== PROBLEMS TO WORK ON ==
(a) For each statement below, indicate whether it agrees with the source extract, answering yes or no and quoting the decisive words of the source extract exactly: (i) Scheme 1 depicts the synthesis of methyl derivatives of ortho-carbonyl hydroquinones; (ii) panel (C) of Figure 1 plots the PA of OH2 against ORAC; (iii) the R groups in Scheme 1 correspond to those shown in Table 2.
(b) Transcribe the portion of the source extract between "Synthesis of methyl" and "at OH2 versus ORAC.", inclusive.

Keywords: DFT; antioxidants; diabetes; docking; hydroquinones; methyl derivatives.

Scheme 1

Synthesis of methyl derivatives of ortho-carbonyl hydroquinones. R corresponds to those shown in Table 1.

Figure 1

Correlation among calculated thermodynamic parameters and experimental ORAC values. (A) BDE of OH1 versus ORAC. (B) BDE of OH2 versus ORAC. (C) IP versus ORAC. (D) PA of OH2 versus ORAC. (E) BDE of OH1 for the anions deprotonated at OH2 versus ORAC.

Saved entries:
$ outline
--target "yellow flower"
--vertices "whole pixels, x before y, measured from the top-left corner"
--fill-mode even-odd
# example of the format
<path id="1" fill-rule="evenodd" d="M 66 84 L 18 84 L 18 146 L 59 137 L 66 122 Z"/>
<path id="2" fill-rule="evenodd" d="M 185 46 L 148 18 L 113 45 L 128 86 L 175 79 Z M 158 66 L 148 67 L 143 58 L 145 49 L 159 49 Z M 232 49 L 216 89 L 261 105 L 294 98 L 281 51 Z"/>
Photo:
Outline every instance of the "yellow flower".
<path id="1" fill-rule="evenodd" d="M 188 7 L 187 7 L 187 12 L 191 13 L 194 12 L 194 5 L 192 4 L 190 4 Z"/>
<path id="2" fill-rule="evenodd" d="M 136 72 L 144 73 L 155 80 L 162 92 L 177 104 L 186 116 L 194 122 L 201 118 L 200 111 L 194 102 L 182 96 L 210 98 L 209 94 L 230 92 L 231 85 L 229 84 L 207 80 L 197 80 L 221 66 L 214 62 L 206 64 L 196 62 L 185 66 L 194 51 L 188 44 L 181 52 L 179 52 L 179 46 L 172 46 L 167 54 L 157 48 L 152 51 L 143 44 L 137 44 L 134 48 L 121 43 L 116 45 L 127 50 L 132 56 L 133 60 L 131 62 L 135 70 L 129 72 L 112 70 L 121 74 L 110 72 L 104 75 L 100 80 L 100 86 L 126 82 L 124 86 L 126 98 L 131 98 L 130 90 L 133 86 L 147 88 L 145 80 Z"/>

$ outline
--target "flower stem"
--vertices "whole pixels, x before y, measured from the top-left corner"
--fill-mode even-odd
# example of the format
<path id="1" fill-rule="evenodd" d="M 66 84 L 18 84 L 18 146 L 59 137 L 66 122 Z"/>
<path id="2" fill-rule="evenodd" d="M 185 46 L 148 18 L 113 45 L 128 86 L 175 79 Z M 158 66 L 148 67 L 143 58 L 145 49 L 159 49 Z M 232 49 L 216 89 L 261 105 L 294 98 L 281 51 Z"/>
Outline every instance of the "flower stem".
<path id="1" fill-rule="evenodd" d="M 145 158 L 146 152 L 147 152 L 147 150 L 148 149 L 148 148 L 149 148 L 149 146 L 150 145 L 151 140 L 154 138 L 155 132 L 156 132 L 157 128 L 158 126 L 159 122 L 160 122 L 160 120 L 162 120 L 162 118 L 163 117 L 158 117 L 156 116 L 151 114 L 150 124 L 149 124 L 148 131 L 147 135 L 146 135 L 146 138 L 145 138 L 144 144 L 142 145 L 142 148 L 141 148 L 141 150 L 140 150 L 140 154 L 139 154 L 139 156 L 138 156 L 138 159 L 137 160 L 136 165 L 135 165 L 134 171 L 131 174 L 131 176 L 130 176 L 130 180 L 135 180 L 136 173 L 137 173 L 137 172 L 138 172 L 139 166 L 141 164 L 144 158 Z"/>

---

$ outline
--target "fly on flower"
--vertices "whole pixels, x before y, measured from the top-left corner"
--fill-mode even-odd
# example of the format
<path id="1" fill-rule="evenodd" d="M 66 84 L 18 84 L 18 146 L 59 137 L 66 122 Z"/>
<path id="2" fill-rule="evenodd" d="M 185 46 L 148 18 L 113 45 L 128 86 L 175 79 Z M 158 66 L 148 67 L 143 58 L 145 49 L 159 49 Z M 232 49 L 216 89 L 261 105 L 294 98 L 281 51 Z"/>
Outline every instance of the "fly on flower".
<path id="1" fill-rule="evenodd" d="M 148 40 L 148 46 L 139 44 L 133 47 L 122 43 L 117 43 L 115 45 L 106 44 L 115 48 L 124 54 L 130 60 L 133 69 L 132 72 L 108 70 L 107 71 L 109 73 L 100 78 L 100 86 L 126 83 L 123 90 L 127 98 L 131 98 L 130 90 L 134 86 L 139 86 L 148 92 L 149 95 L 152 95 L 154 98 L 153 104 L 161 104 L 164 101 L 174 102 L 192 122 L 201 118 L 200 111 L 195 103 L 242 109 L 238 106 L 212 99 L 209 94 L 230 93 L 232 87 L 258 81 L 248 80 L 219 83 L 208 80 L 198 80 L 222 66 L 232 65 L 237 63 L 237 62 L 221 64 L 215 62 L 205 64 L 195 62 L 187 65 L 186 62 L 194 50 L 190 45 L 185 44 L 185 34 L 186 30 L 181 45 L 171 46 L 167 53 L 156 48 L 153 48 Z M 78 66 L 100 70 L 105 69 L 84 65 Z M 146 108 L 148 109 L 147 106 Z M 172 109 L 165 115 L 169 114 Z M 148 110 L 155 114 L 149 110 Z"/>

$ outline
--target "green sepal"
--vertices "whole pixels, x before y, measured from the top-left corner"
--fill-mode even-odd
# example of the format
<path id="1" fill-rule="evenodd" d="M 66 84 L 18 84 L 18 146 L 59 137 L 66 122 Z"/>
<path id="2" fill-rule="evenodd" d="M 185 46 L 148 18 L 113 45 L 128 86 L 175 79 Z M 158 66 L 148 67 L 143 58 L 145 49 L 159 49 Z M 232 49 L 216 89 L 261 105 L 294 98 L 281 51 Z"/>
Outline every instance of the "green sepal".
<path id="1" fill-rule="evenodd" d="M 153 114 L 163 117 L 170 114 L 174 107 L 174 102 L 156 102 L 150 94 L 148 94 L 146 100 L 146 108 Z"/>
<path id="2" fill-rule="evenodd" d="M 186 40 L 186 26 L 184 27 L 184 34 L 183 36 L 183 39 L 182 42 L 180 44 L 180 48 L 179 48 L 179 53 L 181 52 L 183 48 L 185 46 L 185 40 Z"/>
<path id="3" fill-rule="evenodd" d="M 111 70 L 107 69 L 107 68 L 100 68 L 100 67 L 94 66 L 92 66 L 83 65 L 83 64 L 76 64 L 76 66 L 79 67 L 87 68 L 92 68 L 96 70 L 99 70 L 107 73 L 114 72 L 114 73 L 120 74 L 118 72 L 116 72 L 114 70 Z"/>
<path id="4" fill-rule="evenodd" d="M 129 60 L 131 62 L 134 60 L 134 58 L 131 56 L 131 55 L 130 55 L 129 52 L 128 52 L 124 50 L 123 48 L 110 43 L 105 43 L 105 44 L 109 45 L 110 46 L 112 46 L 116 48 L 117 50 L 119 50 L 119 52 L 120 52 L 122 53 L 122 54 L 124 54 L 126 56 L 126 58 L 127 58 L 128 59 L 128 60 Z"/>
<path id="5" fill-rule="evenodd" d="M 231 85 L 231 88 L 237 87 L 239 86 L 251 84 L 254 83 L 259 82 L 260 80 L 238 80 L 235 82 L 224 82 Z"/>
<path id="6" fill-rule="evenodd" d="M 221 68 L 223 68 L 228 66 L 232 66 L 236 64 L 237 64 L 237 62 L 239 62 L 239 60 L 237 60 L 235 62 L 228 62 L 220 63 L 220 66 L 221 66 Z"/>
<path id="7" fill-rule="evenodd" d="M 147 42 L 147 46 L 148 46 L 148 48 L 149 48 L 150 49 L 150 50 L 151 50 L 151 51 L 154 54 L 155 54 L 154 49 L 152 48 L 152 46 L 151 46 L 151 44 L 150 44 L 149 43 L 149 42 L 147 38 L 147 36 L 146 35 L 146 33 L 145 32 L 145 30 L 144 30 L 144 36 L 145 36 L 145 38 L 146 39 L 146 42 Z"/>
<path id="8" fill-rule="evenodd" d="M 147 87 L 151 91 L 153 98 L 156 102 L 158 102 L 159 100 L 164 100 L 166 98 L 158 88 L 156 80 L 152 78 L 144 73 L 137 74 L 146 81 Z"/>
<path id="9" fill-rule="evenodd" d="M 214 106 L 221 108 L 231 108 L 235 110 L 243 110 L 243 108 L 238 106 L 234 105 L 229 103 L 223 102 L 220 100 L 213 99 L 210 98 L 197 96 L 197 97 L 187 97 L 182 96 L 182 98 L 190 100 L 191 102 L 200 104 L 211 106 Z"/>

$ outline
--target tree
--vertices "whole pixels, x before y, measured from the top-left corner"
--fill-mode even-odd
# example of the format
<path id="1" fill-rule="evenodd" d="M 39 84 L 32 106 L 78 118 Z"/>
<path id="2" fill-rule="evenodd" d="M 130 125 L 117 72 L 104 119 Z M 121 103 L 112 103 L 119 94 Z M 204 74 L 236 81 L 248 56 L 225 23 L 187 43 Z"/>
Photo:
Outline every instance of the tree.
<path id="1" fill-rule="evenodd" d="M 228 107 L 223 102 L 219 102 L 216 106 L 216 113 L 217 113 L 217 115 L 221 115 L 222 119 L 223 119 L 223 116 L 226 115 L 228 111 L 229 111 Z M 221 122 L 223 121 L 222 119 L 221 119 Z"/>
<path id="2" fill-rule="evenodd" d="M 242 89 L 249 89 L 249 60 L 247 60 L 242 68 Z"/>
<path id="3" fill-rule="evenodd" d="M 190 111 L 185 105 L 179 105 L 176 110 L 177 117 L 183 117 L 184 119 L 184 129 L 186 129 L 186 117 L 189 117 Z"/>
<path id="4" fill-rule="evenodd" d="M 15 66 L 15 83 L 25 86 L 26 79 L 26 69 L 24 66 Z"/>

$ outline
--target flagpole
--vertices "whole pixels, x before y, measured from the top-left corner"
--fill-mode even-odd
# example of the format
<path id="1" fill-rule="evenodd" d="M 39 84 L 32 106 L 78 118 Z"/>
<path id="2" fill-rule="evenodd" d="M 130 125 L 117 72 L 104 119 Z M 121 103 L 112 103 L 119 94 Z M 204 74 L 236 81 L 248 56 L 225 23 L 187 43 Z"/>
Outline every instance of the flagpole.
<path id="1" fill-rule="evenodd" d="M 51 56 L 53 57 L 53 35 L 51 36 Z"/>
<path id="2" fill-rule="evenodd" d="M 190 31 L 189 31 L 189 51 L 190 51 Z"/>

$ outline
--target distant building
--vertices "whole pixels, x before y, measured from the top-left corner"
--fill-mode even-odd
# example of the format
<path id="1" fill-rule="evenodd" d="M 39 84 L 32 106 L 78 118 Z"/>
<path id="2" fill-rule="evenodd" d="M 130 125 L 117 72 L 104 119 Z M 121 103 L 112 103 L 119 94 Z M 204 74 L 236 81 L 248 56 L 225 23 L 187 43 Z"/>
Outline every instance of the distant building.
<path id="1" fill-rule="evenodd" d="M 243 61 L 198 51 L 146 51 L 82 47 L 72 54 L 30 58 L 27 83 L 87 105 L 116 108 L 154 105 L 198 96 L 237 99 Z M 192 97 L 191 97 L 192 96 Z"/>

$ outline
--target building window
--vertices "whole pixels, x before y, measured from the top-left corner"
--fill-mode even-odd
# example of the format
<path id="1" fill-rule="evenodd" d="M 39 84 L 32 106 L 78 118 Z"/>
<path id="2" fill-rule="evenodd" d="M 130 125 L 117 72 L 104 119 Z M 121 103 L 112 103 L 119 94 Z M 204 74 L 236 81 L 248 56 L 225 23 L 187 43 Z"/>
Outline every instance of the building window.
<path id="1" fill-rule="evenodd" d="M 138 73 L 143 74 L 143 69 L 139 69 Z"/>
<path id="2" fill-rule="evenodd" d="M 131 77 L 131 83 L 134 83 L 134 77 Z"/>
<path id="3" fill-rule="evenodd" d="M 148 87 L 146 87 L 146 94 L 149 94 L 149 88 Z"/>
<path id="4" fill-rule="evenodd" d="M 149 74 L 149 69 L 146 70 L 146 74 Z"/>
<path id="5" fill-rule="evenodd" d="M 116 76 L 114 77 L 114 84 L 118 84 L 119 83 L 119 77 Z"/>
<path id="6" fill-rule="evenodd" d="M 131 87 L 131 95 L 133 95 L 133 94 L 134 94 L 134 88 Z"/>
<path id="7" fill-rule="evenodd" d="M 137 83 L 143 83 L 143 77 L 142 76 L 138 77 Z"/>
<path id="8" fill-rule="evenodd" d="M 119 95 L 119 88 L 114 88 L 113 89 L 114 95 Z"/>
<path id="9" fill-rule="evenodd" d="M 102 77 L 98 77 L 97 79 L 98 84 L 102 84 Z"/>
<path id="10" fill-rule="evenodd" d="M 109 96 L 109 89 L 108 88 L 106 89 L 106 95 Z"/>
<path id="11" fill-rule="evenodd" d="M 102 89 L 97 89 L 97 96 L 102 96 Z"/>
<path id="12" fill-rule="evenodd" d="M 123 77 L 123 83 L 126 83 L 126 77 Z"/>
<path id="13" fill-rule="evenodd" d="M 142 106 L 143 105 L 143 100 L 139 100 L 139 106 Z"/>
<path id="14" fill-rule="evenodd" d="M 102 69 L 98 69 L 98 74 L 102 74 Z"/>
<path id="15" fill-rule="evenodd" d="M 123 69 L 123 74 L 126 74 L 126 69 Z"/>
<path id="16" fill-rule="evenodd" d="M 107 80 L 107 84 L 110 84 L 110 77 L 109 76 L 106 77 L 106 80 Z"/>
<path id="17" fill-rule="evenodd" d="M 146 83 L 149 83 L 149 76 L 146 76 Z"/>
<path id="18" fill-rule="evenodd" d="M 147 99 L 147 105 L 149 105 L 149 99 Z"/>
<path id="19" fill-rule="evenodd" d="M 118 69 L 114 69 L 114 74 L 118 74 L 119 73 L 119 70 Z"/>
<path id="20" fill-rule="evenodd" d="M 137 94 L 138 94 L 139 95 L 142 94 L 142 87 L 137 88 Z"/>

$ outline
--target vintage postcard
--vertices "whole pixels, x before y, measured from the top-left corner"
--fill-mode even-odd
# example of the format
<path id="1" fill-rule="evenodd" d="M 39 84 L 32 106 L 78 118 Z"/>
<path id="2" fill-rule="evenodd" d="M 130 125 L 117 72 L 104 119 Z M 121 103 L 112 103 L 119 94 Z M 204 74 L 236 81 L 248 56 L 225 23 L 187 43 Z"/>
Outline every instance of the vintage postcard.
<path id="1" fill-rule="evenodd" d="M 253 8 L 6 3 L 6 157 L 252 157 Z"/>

---

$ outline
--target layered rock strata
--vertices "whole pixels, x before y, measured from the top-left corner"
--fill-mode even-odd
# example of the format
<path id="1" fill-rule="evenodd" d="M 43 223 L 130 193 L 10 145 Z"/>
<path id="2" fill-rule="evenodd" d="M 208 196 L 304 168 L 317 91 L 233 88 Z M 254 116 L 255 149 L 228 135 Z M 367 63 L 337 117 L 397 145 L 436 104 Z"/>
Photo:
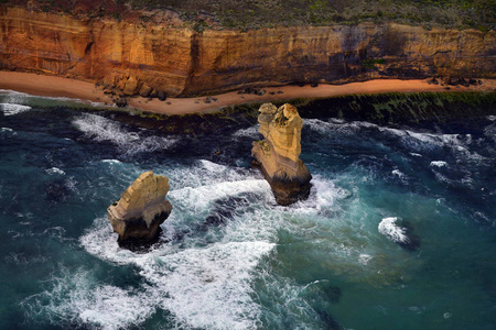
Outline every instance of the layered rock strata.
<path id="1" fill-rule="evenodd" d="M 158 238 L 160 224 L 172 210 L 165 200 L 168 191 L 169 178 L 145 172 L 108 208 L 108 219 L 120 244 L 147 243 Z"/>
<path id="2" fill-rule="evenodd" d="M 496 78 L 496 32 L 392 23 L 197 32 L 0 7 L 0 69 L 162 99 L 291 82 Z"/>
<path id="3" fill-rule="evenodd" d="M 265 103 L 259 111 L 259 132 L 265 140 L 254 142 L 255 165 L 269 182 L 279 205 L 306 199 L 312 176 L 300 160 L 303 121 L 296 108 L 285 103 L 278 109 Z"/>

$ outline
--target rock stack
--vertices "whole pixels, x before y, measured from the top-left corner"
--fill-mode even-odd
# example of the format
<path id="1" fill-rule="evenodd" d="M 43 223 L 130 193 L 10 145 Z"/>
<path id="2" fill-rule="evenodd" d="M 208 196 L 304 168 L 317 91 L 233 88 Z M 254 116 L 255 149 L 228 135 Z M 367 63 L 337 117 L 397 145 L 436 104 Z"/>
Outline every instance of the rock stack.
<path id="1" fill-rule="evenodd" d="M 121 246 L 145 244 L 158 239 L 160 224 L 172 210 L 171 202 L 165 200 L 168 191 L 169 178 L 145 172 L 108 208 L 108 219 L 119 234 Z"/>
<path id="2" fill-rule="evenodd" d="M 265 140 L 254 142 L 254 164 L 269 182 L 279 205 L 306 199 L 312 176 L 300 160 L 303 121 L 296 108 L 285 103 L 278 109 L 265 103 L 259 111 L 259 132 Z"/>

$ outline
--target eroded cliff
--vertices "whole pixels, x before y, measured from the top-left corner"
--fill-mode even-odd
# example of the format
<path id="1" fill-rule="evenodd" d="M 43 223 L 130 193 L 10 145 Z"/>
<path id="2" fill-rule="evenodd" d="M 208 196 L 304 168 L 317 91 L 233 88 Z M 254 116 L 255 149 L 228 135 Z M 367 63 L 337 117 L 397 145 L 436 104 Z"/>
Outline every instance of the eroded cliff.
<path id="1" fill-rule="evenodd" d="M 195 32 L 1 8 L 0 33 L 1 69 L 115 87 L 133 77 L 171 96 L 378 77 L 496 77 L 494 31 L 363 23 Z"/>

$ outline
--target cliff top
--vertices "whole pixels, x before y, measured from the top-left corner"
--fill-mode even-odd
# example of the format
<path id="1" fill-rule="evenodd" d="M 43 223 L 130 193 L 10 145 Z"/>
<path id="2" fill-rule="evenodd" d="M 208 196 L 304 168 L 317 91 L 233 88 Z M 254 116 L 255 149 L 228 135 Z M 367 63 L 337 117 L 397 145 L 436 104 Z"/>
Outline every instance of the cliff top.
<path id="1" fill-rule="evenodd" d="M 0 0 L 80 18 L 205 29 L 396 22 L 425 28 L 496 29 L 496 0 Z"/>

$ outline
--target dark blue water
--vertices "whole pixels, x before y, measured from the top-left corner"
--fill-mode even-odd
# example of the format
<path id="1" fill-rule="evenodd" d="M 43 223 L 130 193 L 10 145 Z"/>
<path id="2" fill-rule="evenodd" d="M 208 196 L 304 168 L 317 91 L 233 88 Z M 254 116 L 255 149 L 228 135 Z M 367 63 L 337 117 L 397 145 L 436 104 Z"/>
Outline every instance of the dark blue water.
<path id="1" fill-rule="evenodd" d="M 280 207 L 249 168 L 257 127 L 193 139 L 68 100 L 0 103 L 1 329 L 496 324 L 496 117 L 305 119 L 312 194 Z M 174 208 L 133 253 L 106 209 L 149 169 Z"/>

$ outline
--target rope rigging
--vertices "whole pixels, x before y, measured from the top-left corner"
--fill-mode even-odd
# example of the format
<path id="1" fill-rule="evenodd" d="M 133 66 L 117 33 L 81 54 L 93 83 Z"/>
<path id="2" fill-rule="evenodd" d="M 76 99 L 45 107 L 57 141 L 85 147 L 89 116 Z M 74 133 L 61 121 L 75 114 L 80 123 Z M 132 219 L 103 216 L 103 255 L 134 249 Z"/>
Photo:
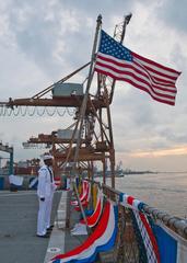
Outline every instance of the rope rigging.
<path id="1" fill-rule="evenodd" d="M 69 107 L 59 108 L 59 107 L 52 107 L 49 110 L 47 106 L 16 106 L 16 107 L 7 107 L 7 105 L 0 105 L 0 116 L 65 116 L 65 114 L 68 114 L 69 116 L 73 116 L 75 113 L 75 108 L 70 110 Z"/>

== EXERCISE SOLUTIONS ==
(a)
(i) Yes: "Synthesis of methyl derivatives of ortho-carbonyl hydroquinones."
(ii) No: "(C) IP versus ORAC."
(iii) No: "R corresponds to those shown in Table 1."

(b)
Synthesis of methyl derivatives of ortho-carbonyl hydroquinones. R corresponds to those shown in Table 1.

Figure 1

Correlation among calculated thermodynamic parameters and experimental ORAC values. (A) BDE of OH1 versus ORAC. (B) BDE of OH2 versus ORAC. (C) IP versus ORAC. (D) PA of OH2 versus ORAC. (E) BDE of OH1 for the anions deprotonated at OH2 versus ORAC.